• [What you are asked to do]: Retype the rows below word for word, keeping every line as it stands.

• [Data rows]:
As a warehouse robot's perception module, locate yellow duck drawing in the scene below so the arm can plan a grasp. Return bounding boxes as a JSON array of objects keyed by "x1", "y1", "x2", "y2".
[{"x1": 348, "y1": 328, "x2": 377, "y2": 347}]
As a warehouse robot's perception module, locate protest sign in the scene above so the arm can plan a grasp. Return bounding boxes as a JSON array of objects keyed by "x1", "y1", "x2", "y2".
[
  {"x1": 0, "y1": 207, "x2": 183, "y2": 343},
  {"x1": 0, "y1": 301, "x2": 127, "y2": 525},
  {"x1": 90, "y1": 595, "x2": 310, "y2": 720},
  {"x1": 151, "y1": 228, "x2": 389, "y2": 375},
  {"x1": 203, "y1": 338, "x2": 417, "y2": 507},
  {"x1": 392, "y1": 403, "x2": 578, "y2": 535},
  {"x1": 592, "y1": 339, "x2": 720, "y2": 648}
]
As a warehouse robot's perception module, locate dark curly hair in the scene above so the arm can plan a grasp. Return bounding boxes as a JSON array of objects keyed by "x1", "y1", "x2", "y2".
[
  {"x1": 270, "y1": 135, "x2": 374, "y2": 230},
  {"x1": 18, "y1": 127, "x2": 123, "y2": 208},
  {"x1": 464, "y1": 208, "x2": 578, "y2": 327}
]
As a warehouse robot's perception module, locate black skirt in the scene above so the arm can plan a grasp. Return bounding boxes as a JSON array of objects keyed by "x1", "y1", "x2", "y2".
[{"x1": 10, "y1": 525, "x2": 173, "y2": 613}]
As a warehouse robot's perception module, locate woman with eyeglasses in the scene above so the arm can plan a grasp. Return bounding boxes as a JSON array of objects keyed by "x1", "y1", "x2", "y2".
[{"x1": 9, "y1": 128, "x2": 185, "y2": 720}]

• [Result]:
As a warehouse robot's perception module, locate yellow duck drawing in the scene below so the arm can plan a grasp. Return bounding boxes as a JSON array of objects keyed by "x1", "y1", "x2", "y2".
[{"x1": 348, "y1": 328, "x2": 377, "y2": 347}]
As a warehouse robot's perception module, locate protest sign in the scene above so the arm can plan a grasp. Return bounding boxes as a JSON array of objects keyed by "x1", "y1", "x2", "y2".
[
  {"x1": 0, "y1": 207, "x2": 183, "y2": 343},
  {"x1": 0, "y1": 301, "x2": 127, "y2": 525},
  {"x1": 90, "y1": 595, "x2": 310, "y2": 720},
  {"x1": 151, "y1": 228, "x2": 389, "y2": 375},
  {"x1": 203, "y1": 338, "x2": 417, "y2": 507},
  {"x1": 392, "y1": 403, "x2": 578, "y2": 535},
  {"x1": 592, "y1": 339, "x2": 720, "y2": 648}
]
As a warehouse robot's perception module, locate dark curly hair in the scene above so the arm can plan a grasp. Return bounding boxes as a JSON array of objects keyed by "x1", "y1", "x2", "y2".
[
  {"x1": 270, "y1": 135, "x2": 374, "y2": 230},
  {"x1": 18, "y1": 127, "x2": 123, "y2": 208},
  {"x1": 464, "y1": 208, "x2": 578, "y2": 327}
]
As a warehouse robot's perception module, locate black skirt in the scene above so the arm can plan a grasp. Return bounding boxes as a JSON array of objects keyed by "x1", "y1", "x2", "y2".
[{"x1": 10, "y1": 525, "x2": 173, "y2": 613}]
As a warehouse robot's perception module, locate woman with eyeglasses in the scene above so the arm can plan a grasp. Return bounding boxes as a JSON array of objects keyed by "x1", "y1", "x2", "y2".
[{"x1": 9, "y1": 128, "x2": 185, "y2": 720}]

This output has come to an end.